**Passage:**

BEGIN

Miscellaneous Provisions

  • Hotel guests are not permitted to leave their service animals in hotel rooms unattended.
  • Stores cannot require that you put your service animal in a basket or cart.
  • Places serving food are not required to allow you to feed your service animal at the table or allow it to sit at the table.
  • Places of worship are not required to allow service animals entrance because religious institutions are exempt from the ADA.
  • Federal agencies are not covered by the ADA, but they are covered by Section 504 of the Rehabilitation Act of 1973.
  • The ADA applies to public housing programs administered by local governments and to places of public accommodation such as public and private colleges and universities.

Service Animals Under Title I

Sadly, this section will be very short:

  • Title I of the ADA covers employment of people with disabilities.
  • Service animals are not mentioned anywhere in Title I.
  • If a job applicant or employee is the handler of a service animal, they must use the typical reasonable accommodation process under Title I to gain employer approval to bring their service animal to work.
  • Talking more about this would go beyond the scope of this episode. We will revisit it when we discuss Title I.
  • If you need information about service animals in the workplace now, the Job Accommodation Network (JAN) has a page on service animals at work.

END

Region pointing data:
BEGIN

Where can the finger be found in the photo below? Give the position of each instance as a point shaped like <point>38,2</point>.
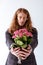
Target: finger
<point>22,52</point>
<point>16,48</point>
<point>25,50</point>
<point>29,47</point>
<point>22,55</point>
<point>23,58</point>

END

**What to work on:**
a. In the service animals text, reproduce everything from "Service Animals Under" down to "discuss Title I.", replacing "typical" with "usual".
b. According to the service animals text, under what law are federal agencies covered?
The region pointing data is not needed for any of these tasks.

**Solutions by task:**
a.
Service Animals Under Title I

Sadly, this section will be very short:

  • Title I of the ADA covers employment of people with disabilities.
  • Service animals are not mentioned anywhere in Title I.
  • If a job applicant or employee is the handler of a service animal, they must use the usual reasonable accommodation process under Title I to gain employer approval to bring their service animal to work.
  • Talking more about this would go beyond the scope of this episode. We will revisit it when we discuss Title I.

b. Section 504 of the Rehabilitation Act of 1973